TASKS TO COMPLETE:
1/ State whether each statement below agrees with the introduction, answering yes or no and quoting the deciding words of the introduction.
(a) The spike protein makes up half of the SARS-CoV-2 genome.
(b) The core binding groove of most MHC class I molecules can accommodate 9 amino acid residues.
(c) The Immune Epitope Database is currently the largest public collection of training data.
2/ Answer these questions from the introduction.
(a) On what date was 2019-nCoV first reported in Wuhan, China?
(b) How long are the peptides that MHC class II has been described to bind?
(c) For which tool have sequence-to-sequence predictions most notably been used?

── EXCERPT ──

Introduction

2019-nCoV (SARS-CoV-2) was first reported in Wuhan, China, on 31 December 2019, following a series of unexplained pneumonia cases1. Currently, the disease is rated as a global pandemic by The World Health Organization with case reports from all continents, as of 4 October 2020 the disease has infected more than 34 million people and has claimed more 1 million lives globally2. Vaccine development is of high priority, and a number of public and private initiatives are focused on this task3. Many of the ongoing vaccine development efforts are focused on raising an immune response against the spike protein. However, the spike protein only makes up 1/8 of the SARS-CoV-2 genome, so this vaccine strategy may inadvertently miss a lot of potential immune reactivity. SARS-CoV-2 has a large proteome4. Immune deconvolution to identify T cell epitopes will require initial filtering to assess which SARS-CoV-2-derived peptides are likely to bind a given HLA allele and to be presented on the surface of infected cells from where it can activate passing T cells. The core binding groove of most MHC class I molecules can accommodate 9 amino acid residues, with some variation or suspected impact of flanking positions5,6. MHC class II has been described to bind longer peptides (up to 13–25 residues long) interacting with the open binding groove7. Providing the possibility for further inspection of the importance of the binding motif and its flanking regions.

Several computational tools (a selection is presented in Table 1) have been developed that can predict the binding of peptides to HLA. Traditionally, these tools were trained using data from affinity assays8, but more recently many of them also incorporate data from peptides identified by HLA ligandome analysis. Most tools rely on small neural networks (NN) or variations of position-specific weight matrices (PSSM), to calculate the probability of a peptide matching a consensus motif or model.

Table 1 Current best-performing or novel HLA prediction tools10.

NetMHC tools (such as NetMHC, NetMHCII, NetMHCpan, NetMHCIIpan and others) have been under constant development and have consistently performed well throughout the last decade9,10,11,12. Several tools are restricted in terms of which alleles are available for prediction, in particular for MHC class II. This restriction is primarily determined by the availability of training data, for which the largest public collection is currently the Immune Epitope Database (IEDB)13. Attempts to overcome this limitation have been made via sequence-to-sequence predictions, most notably for NetMHCpan14. A number of recent publications makes use of prediction tools to suggest vaccine candidate epitopes for SARS-CoV-215,16,17.

───
── INFORMATION ──

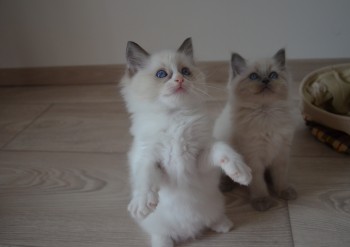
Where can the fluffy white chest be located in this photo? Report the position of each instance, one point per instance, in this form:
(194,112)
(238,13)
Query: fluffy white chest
(180,142)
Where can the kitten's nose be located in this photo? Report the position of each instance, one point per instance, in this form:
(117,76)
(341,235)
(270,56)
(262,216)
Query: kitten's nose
(265,81)
(179,79)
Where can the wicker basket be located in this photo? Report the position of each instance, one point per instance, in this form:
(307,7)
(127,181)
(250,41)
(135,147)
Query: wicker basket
(316,114)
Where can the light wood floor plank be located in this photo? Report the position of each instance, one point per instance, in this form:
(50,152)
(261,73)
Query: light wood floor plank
(16,117)
(321,214)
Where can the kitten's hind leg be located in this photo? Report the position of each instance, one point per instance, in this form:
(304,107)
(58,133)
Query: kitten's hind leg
(162,241)
(231,163)
(223,225)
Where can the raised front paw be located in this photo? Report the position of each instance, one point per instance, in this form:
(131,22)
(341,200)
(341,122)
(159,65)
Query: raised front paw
(143,204)
(231,163)
(236,169)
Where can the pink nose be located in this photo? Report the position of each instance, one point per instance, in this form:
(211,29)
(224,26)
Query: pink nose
(179,79)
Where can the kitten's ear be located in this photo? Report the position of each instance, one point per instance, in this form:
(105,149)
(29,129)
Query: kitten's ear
(280,58)
(238,64)
(136,57)
(186,48)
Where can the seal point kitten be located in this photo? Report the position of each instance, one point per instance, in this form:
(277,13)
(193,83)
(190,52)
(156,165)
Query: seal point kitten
(174,162)
(257,121)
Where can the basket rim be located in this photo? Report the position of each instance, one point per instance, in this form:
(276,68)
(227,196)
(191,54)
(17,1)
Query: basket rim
(307,78)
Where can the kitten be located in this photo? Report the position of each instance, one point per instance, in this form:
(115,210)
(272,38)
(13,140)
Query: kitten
(174,164)
(257,121)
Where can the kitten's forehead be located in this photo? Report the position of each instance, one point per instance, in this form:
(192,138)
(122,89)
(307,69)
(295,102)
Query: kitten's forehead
(167,59)
(265,65)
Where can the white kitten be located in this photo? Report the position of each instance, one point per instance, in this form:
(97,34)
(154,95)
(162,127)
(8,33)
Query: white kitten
(257,121)
(174,163)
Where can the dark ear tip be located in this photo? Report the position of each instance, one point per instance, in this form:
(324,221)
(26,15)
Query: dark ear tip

───

ANSWERS PER TASK:
1/
(a) No: "the spike protein only makes up 1/8 of the SARS-CoV-2 genome"
(b) Yes: "The core binding groove of most MHC class I molecules can accommodate 9 amino acid residues"
(c) Yes: "the largest public collection is currently the Immune Epitope Database (IEDB)"

2/
(a) 31 December 2019
(b) Up to 13–25 residues long
(c) NetMHCpan